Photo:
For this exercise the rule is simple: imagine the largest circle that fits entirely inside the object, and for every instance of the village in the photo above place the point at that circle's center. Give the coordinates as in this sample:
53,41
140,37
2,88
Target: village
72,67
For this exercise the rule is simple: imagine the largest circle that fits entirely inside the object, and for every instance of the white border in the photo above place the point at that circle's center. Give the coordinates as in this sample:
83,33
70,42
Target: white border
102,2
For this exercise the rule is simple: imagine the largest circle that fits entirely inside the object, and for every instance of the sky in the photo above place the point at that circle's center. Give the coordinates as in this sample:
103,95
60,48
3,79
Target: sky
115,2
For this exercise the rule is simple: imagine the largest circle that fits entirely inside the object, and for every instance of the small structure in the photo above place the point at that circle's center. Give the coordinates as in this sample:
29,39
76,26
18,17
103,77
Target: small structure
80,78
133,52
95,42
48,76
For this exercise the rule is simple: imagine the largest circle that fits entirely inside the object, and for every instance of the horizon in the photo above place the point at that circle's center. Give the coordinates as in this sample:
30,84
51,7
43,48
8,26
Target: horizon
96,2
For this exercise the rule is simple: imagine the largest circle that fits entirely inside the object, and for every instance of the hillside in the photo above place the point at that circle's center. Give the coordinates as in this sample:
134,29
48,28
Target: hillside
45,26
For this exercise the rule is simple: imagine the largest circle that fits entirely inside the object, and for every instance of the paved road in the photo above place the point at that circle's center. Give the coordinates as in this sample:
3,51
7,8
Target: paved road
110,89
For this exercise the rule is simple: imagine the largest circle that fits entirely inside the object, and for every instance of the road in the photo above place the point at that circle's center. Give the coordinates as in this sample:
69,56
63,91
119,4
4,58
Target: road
-.-.-
* [Short task]
Output every line of the records above without any change, from the first line to the last.

* [Task response]
Photo:
For this exercise the rule is simple: imagine the largest circle that fits entirely inside the object, and for every instance of the village in the photo above place the point at that circle's center. Give the coordinates as in this sample:
53,41
140,37
2,88
Target: village
72,67
For this exercise the rule is simple: imagine the largest circle that fits entirely inside the object, and for every instance of the white border in the photo above place the point at that circle's center. Give the coordinates as in this sample:
83,33
70,42
Target: white border
102,2
For this exercise the rule is simple: imagine the largest circle that fits entirely inside the object, and for every instance of the sky in the photo above place the point at that circle's center. Give the coordinates as in this sample:
103,95
60,48
3,79
Target: sky
115,2
For this exercise the rule is simple: imagine the largest circle that fits entirely inside the object, and for every instance of the small structure in the photo above place the point at that circle's center. Give the coordinates as in this sample:
29,39
76,26
18,17
103,77
Target: small structure
80,78
133,52
95,42
48,76
For this exercise the rule is simple: imagine the largest circle that fits entirely inside the object, and for every instance of the horizon in the photo above place the point at that circle's center. Give the coordinates as in this sample:
30,84
51,7
43,48
8,26
Target: horizon
96,2
For this exercise the rule is simple: imagine the largest circle that fits entirely inside the object, and for every instance of the hillside in the photo above place the point at that circle's center. Give the coordinates as in this sample:
134,29
48,28
Target: hillside
45,26
For this exercise the rule is simple: imagine the largest circle that fits entirely inside the object, and for every instance of the paved road in the photo above place the point at that circle's center. Give the coordinates as in this sample:
3,51
7,8
Target: paved road
110,89
For this exercise the rule is simple: imagine the largest circle that fits entirely inside the object, and for every instance of the road in the photo above place the point at that circle's center. Give the coordinates as in this sample:
69,56
63,91
119,4
4,58
Target: road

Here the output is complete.